### LIST OF TASKS:
[A] Answer these questions using the Callahan v. State excerpt below, one answer per line:
(i) A jury from which county convicted David Callahan?
(ii) At which hotel did the robbery take place, and in what city?
(iii) What was taken from Kevin Matheney?
[B] Rewrite the paragraph of the Callahan v. State excerpt that begins "Viewed in the light most favorable" as a short bulleted list. Keep its main facts.
[C] List every person named in the Callahan v. State excerpt below.

### EXCERPT PROVIDED:
+ + +

Callahan v. State

634 S.E.2d 102 | Ga. Ct. App. | 2006

Bernes, Judge.

A Bartow County jury convicted appellant David Callahan of two counts of armed robbery, two counts of possession of a firearm during a crime, and one count of carrying a concealed weapon. He appeals from the trial court’s denial of his motion for new trial.

Viewed in the light most favorable to the verdict, the evidence adduced at trial shows that after midnight on November 23, 2002, Callahan, along with his cousin, Christopher Callahan, and their friends, Waymon Bryant and Clence Poe, traveled to the Econo Lodge hotel in Cartersville, where Poe intended to buy marijuana. After Poe had gone to one of the hotel rooms in search of the drugs, Callahan and Bryant exited the vehicle, rushed into a different hotel room and robbed the two victims, Wendy Overeem and Kevin Matheney, at gunpoint. During the robbery, Callahan and Bryant took a Zippo camouflage knife and $3 from Matheney, and $20 from Overeem.

+ + +

### EXCERPTED DATA:
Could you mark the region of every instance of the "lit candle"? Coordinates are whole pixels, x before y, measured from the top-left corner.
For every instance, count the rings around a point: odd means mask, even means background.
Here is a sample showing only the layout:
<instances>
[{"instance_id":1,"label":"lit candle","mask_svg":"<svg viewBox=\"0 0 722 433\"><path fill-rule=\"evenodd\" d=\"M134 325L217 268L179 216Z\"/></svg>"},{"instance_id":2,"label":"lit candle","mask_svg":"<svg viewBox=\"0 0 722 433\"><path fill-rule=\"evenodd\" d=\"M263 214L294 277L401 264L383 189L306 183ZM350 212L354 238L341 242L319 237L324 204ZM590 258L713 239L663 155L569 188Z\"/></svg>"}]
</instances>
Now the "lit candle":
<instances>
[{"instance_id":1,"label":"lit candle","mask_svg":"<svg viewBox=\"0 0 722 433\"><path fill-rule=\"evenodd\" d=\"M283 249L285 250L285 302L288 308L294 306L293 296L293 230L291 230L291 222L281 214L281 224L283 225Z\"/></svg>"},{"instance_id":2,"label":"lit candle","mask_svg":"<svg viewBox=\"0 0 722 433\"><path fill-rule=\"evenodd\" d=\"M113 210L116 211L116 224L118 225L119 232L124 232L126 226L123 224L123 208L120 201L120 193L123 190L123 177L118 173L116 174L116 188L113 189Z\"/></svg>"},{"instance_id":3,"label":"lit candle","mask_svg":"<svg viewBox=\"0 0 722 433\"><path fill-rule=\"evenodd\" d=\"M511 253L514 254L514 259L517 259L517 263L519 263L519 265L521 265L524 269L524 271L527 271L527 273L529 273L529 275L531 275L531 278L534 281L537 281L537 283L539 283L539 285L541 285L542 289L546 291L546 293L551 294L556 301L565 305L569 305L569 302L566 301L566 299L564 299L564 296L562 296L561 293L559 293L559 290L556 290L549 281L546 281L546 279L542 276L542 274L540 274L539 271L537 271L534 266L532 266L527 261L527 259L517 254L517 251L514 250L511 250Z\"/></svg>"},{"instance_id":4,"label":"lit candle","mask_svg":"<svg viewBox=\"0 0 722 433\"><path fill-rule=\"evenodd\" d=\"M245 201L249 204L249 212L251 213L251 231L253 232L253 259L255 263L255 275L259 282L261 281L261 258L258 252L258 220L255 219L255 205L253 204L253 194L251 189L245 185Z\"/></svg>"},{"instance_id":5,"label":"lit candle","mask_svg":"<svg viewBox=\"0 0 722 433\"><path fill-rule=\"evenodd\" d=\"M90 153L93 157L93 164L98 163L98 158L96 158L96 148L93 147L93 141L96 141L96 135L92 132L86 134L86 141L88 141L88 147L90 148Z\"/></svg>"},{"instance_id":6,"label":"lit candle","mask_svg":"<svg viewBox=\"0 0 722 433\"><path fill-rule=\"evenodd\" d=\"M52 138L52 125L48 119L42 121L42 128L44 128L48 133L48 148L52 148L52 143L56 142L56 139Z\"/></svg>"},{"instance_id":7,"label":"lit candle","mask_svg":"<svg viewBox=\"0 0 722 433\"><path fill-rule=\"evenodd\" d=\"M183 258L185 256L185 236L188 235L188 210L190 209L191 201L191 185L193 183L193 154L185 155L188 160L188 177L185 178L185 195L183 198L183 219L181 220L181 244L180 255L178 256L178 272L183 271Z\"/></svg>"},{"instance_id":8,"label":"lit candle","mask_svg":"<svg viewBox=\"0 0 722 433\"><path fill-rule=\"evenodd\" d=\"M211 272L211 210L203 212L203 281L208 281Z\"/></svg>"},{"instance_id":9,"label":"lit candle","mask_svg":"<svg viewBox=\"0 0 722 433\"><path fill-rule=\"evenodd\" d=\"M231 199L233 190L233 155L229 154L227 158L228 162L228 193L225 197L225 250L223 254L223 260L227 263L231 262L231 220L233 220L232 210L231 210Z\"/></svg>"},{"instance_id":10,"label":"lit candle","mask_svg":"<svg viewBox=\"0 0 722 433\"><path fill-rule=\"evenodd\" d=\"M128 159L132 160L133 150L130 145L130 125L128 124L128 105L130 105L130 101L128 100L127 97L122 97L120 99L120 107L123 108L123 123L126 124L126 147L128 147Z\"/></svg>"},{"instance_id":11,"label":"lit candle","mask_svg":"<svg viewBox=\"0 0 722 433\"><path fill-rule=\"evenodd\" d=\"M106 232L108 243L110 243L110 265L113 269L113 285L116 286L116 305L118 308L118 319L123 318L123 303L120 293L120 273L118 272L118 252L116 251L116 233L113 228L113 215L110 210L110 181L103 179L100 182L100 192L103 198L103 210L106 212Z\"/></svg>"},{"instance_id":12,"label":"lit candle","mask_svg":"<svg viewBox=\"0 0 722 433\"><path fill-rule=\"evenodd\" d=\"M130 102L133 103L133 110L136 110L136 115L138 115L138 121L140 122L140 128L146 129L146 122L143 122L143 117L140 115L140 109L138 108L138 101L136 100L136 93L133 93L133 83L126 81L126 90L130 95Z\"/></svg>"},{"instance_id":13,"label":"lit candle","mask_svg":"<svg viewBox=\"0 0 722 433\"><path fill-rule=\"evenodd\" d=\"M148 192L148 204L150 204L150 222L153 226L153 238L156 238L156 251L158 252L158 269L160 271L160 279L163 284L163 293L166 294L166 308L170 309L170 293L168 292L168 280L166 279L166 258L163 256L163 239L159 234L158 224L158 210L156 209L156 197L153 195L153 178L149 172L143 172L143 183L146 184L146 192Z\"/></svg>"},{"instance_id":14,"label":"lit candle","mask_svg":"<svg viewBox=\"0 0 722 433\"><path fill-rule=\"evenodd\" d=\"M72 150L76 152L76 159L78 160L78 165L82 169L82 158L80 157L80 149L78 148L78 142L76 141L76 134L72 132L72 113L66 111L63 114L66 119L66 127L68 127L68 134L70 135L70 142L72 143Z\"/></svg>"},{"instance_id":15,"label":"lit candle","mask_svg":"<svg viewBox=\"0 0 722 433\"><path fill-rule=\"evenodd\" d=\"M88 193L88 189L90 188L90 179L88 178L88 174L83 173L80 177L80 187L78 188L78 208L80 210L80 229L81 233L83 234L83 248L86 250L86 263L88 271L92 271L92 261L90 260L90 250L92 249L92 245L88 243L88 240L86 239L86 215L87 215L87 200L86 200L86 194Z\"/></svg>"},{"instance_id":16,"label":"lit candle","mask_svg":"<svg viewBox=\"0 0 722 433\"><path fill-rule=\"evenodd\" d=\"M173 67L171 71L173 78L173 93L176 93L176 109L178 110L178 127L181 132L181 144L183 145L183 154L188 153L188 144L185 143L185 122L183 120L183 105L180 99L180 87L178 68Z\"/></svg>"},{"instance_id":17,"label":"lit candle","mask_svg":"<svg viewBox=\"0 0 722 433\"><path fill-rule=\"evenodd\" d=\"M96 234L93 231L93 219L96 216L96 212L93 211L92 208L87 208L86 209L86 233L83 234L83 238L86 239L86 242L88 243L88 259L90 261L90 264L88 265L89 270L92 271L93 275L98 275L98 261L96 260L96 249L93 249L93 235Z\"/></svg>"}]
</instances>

+ + +

### EXPECTED RESULTS:
[A]
(i) Bartow County
(ii) The Econo Lodge hotel in Cartersville
(iii) A Zippo camouflage knife and $3

[B]
- After midnight on November 23, 2002, Callahan, his cousin Christopher Callahan, and friends Waymon Bryant and Clence Poe went to the Econo Lodge hotel in Cartersville.
- Poe intended to buy marijuana and went to one of the hotel rooms looking for the drugs.
- Callahan and Bryant left the vehicle, rushed into a different room and robbed Wendy Overeem and Kevin Matheney at gunpoint.
- They took a Zippo camouflage knife and $3 from Matheney and $20 from Overeem.

[C]
- Bernes (Judge)
- David Callahan
- Christopher Callahan
- Waymon Bryant
- Clence Poe
- Wendy Overeem
- Kevin Matheney